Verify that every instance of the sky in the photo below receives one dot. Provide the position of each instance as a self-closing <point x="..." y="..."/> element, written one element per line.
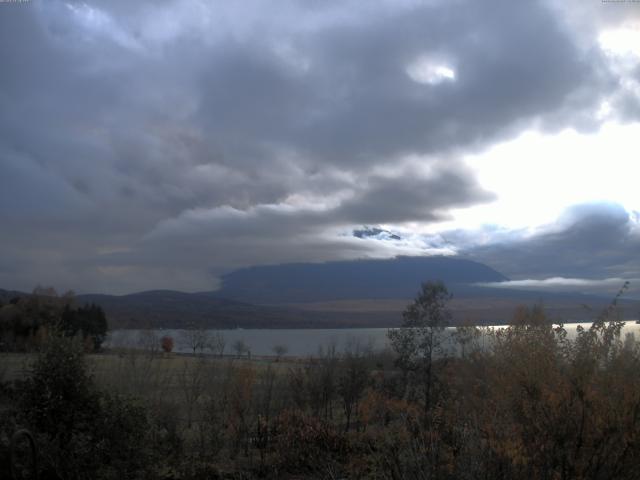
<point x="163" y="143"/>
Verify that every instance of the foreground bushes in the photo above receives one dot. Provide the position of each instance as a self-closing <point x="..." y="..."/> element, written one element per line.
<point x="521" y="402"/>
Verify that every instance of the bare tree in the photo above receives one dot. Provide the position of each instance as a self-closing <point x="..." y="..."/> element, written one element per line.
<point x="280" y="350"/>
<point x="419" y="341"/>
<point x="196" y="338"/>
<point x="217" y="343"/>
<point x="240" y="347"/>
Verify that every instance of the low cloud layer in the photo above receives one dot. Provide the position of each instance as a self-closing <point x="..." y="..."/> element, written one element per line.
<point x="159" y="144"/>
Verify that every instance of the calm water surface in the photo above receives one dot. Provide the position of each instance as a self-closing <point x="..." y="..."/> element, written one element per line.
<point x="299" y="342"/>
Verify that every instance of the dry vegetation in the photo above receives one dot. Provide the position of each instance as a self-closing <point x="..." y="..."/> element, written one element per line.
<point x="515" y="403"/>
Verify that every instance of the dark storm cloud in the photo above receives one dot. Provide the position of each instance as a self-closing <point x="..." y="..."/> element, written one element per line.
<point x="142" y="143"/>
<point x="594" y="241"/>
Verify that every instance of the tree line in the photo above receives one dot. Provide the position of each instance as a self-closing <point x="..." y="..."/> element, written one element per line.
<point x="26" y="322"/>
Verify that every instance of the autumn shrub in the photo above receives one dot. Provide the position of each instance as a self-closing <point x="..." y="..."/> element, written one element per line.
<point x="78" y="428"/>
<point x="166" y="343"/>
<point x="304" y="444"/>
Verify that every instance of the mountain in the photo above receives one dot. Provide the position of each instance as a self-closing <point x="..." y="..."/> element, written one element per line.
<point x="362" y="279"/>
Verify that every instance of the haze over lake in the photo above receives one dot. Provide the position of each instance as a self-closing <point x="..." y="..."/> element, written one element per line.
<point x="299" y="342"/>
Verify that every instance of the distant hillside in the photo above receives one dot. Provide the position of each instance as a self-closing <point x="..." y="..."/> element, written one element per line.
<point x="172" y="309"/>
<point x="380" y="279"/>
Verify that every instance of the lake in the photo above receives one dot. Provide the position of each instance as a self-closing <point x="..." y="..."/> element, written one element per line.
<point x="299" y="342"/>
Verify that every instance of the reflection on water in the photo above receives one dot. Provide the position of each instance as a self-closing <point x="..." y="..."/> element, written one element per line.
<point x="299" y="342"/>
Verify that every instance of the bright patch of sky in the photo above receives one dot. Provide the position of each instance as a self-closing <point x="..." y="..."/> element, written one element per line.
<point x="536" y="176"/>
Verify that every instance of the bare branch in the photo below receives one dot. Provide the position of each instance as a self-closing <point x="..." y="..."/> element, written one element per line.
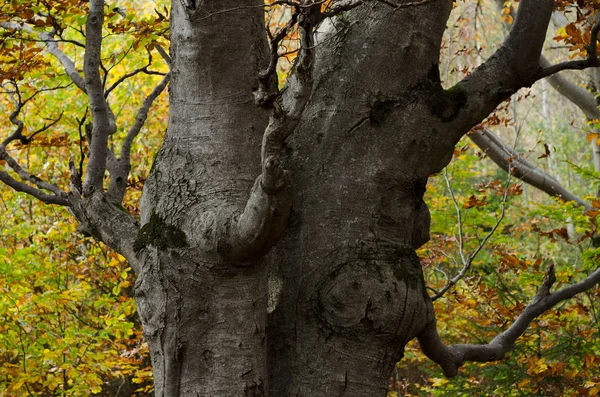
<point x="451" y="358"/>
<point x="511" y="161"/>
<point x="26" y="176"/>
<point x="163" y="54"/>
<point x="38" y="194"/>
<point x="48" y="39"/>
<point x="581" y="97"/>
<point x="108" y="223"/>
<point x="101" y="115"/>
<point x="121" y="167"/>
<point x="143" y="69"/>
<point x="467" y="262"/>
<point x="265" y="216"/>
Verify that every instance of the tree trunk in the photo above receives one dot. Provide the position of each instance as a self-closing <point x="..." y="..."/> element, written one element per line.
<point x="346" y="285"/>
<point x="204" y="318"/>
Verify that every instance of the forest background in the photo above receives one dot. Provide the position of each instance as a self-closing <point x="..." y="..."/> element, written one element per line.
<point x="68" y="321"/>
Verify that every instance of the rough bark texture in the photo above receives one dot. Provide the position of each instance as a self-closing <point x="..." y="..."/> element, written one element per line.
<point x="205" y="317"/>
<point x="334" y="303"/>
<point x="346" y="285"/>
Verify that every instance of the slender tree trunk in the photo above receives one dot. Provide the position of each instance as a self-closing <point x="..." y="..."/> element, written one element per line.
<point x="203" y="316"/>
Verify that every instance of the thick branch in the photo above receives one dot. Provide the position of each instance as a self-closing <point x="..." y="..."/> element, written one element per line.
<point x="451" y="358"/>
<point x="265" y="217"/>
<point x="107" y="223"/>
<point x="100" y="112"/>
<point x="511" y="161"/>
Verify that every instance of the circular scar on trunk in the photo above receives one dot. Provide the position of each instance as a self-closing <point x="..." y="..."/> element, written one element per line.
<point x="379" y="296"/>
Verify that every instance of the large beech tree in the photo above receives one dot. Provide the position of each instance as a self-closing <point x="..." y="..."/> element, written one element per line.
<point x="275" y="254"/>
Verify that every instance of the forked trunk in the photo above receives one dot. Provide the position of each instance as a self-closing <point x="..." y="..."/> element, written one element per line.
<point x="345" y="287"/>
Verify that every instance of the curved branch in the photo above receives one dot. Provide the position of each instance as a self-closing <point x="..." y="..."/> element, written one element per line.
<point x="511" y="161"/>
<point x="513" y="66"/>
<point x="48" y="39"/>
<point x="107" y="223"/>
<point x="265" y="216"/>
<point x="38" y="194"/>
<point x="451" y="358"/>
<point x="27" y="176"/>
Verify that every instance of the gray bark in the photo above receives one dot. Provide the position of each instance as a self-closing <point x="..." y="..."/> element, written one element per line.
<point x="334" y="303"/>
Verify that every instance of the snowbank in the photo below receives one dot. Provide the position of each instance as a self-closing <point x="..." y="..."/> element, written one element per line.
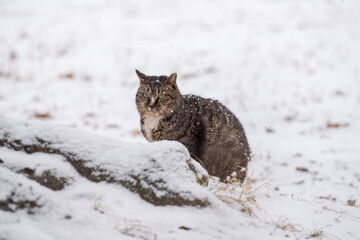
<point x="161" y="173"/>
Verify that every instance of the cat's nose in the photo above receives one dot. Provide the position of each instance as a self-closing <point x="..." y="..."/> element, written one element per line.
<point x="152" y="102"/>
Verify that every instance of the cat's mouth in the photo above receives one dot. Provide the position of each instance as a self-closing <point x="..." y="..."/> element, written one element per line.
<point x="152" y="111"/>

> _WHAT IS REQUIRED_
For your answer, write out the data exactly and drop every picture.

> _ANSWER TO THIS TASK_
Verify that every instance of the sky in the photo below receives one dot. Provide the position of each instance as a self-closing <point x="..." y="..."/> element, written one element per line.
<point x="163" y="143"/>
Verify that every instance of the foreground bushes in the photo above receives one dot. Provide the position of each instance as a self-closing <point x="..." y="..."/> element, written one element per line.
<point x="521" y="402"/>
Verify that every instance of the bare tree in the photo above receives one dot. Provide the position of each instance as a self-closing <point x="..." y="..."/> element, written one element per line.
<point x="280" y="350"/>
<point x="419" y="341"/>
<point x="196" y="338"/>
<point x="217" y="343"/>
<point x="240" y="347"/>
Verify that every instance of the low cloud layer in the photo above receives one dot. Provide the position of each instance as a self-closing <point x="..." y="..."/> element, written one element per line.
<point x="159" y="144"/>
Verify that every instance of the calm water surface in the photo above receives one dot. Provide the position of each instance as a self-closing <point x="..." y="..."/> element, written one element per line.
<point x="299" y="342"/>
Verify that every instance of the dry vegetation in the photo above receives one dot. Provide the position of each instance as a self-closing <point x="..." y="..."/> element, written one element per line.
<point x="515" y="403"/>
Verify that every instance of the dark storm cloud in the photo above receives one dot. Provide the position of each instance as a self-closing <point x="..." y="..."/> element, written one element per line.
<point x="142" y="143"/>
<point x="594" y="241"/>
Verify that every instance of the tree line in the photo above receives one dot. Provide the position of each instance as a self-closing <point x="..." y="..."/> element, written one element per line.
<point x="26" y="322"/>
Verify that every instance of the autumn shrub in the photo above receives one dot. Provide the position of each instance as a self-closing <point x="..." y="..."/> element, written one element per line.
<point x="78" y="428"/>
<point x="166" y="343"/>
<point x="304" y="444"/>
Verify that every instance of the mountain in the photo above receives one dot. Provide the position of each instance as a self-closing <point x="..." y="..."/> element, written one element per line.
<point x="362" y="279"/>
Verify that every instance of the haze over lake in the photo above receives one dot. Provide the position of each instance as a self-closing <point x="..." y="..."/> element, written one element per line.
<point x="299" y="342"/>
Verify that every instance of the distant hillside in the photo above receives one dot. Provide the position of each instance as a self-closing <point x="..." y="..."/> element, written one element per line.
<point x="172" y="309"/>
<point x="380" y="279"/>
Verify that every instance of the lake in the photo above receives one dot. Provide the position of each instance as a self-closing <point x="..." y="..."/> element, written one element per line.
<point x="299" y="342"/>
Verify that every instance of the reflection on water in the photo above receives one dot. Provide the position of each instance as a self-closing <point x="..." y="..."/> element, written one element per line.
<point x="299" y="342"/>
Verify that every instance of the bright patch of sky in the photo above receives one dot. Provide the position of each instance as a self-closing <point x="..." y="..."/> element, written one element per line.
<point x="536" y="176"/>
Verify that every instance of the bare branch in the photo below receives one dot. Provide the position of each instance as a self-closing <point x="..." y="..."/> element, written one element per line.
<point x="451" y="358"/>
<point x="511" y="161"/>
<point x="26" y="176"/>
<point x="163" y="54"/>
<point x="38" y="194"/>
<point x="48" y="39"/>
<point x="581" y="97"/>
<point x="108" y="223"/>
<point x="101" y="115"/>
<point x="121" y="167"/>
<point x="143" y="69"/>
<point x="467" y="262"/>
<point x="265" y="216"/>
Verify that every instance of the tree trunk in the photo above receives one dot. Provide the position of each instance as a self-closing <point x="..." y="..."/> element, written one element per line.
<point x="346" y="285"/>
<point x="204" y="318"/>
Verify that every instance of the forest background in the photo above receives one dot. Provide the position of each instance as a self-closing <point x="..." y="..."/> element, written one element per line.
<point x="68" y="321"/>
Verify that every instance of the rough bark texture in the photo above receives one dot. Provide the position of each instance as a self-closing <point x="..." y="..."/> element, written one element per line.
<point x="205" y="317"/>
<point x="334" y="303"/>
<point x="346" y="285"/>
Verify that every instance of the slender tree trunk in the photo above receives one dot. Provide the position of each instance as a self-closing <point x="..." y="..."/> element, written one element per line.
<point x="203" y="316"/>
Verify that every instance of the thick branch in the photo above receives one dot. Provide the position of each instance as a self-closing <point x="..." y="..."/> element, written one element per line.
<point x="451" y="358"/>
<point x="265" y="217"/>
<point x="107" y="223"/>
<point x="100" y="112"/>
<point x="511" y="161"/>
Verify that every instance of the circular scar on trunk in the photo above receives one dot. Provide the position of each instance as a self-closing <point x="..." y="..."/> element, written one element per line.
<point x="379" y="296"/>
Verify that every instance of the large beech tree in the photo above receives one dot. Provide the position of each instance as a self-closing <point x="..." y="..."/> element, written one element per line.
<point x="275" y="254"/>
Verify that every instance of the forked trunk in the photo above receives one dot. Provide the position of each instance as a self-closing <point x="..." y="..."/> element, written one element per line.
<point x="345" y="287"/>
Verify that every instance of the curved branch in the photo above receives one dot. Provide the position of each instance as a self-closing <point x="..." y="..."/> element, written one element per line.
<point x="511" y="161"/>
<point x="513" y="66"/>
<point x="48" y="39"/>
<point x="107" y="223"/>
<point x="265" y="216"/>
<point x="38" y="194"/>
<point x="451" y="358"/>
<point x="27" y="176"/>
Verify that every instance of the gray bark in the photo above receives one dot. Provide the position of each instance as a self-closing <point x="..." y="..."/> element, written one element per line.
<point x="334" y="303"/>
Verify that every instance of the snowbank in the photo below receives one dot. Provide the position of each instance as a self-closing <point x="..." y="..."/> element, written one element per line.
<point x="161" y="173"/>
Verify that every instance of the cat's nose in the photo above receives one dot. Provide the position of each instance as a self-closing <point x="..." y="..."/> element, written one element per line.
<point x="152" y="102"/>
Verify that every instance of the cat's mouth in the photo above receives one dot. Provide the position of each instance as a self-closing <point x="..." y="..."/> element, written one element per line.
<point x="152" y="111"/>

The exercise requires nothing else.